[Records in a dataset]
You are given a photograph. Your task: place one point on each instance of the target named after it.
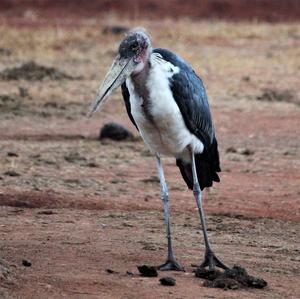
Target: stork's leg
(210, 259)
(171, 263)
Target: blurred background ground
(75, 206)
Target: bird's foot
(212, 261)
(170, 265)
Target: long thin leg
(171, 263)
(210, 259)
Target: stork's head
(133, 54)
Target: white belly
(164, 131)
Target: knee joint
(196, 189)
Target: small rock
(12, 154)
(231, 149)
(247, 152)
(129, 273)
(110, 271)
(46, 212)
(168, 281)
(147, 271)
(115, 30)
(5, 51)
(116, 132)
(23, 92)
(26, 263)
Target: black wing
(125, 94)
(190, 95)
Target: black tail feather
(207, 166)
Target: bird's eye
(134, 46)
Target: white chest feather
(158, 117)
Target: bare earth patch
(73, 206)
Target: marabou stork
(167, 103)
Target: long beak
(120, 69)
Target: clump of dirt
(32, 71)
(115, 132)
(5, 52)
(147, 271)
(5, 273)
(272, 95)
(235, 278)
(168, 281)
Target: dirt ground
(74, 206)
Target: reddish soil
(74, 206)
(264, 10)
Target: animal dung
(147, 271)
(115, 132)
(168, 281)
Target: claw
(212, 261)
(170, 265)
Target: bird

* THE REQUEST
Rescale the records above by reproducing every line, requests included, with each point coordinate in the answers multiplied by 1.45 and rounded to the nearest whole number, halves rounded up. Omit the pictures from your output.

* FINISHED TASK
You are given a photograph. Your task: place one point on each instance of the target named after it.
Target: stork's leg
(305, 376)
(248, 381)
Target: blurred background ground
(109, 299)
Target: bird's foot
(307, 378)
(247, 384)
Target: long thin leg
(248, 381)
(305, 376)
Target: stork's head
(193, 78)
Target: white belly
(238, 190)
Target: knee joint
(284, 274)
Target: small rock
(17, 223)
(335, 216)
(358, 220)
(187, 396)
(160, 393)
(67, 307)
(244, 407)
(213, 393)
(167, 44)
(7, 74)
(168, 191)
(33, 133)
(38, 381)
Target: black wing
(181, 136)
(276, 138)
Target: black tail feather
(300, 241)
Target: bird's eye
(194, 67)
Target: white chest feather
(229, 170)
Target: bare earth patch
(106, 299)
Target: marabou stork
(242, 149)
Target: long beak
(174, 100)
Target: clump of dirt
(46, 103)
(167, 191)
(7, 75)
(213, 393)
(7, 396)
(394, 138)
(341, 403)
(244, 407)
Target: dirt ground
(107, 299)
Target: reddish soil
(107, 299)
(383, 15)
Target: animal dung
(213, 393)
(167, 191)
(244, 407)
Target: claw
(307, 378)
(247, 384)
Target: bird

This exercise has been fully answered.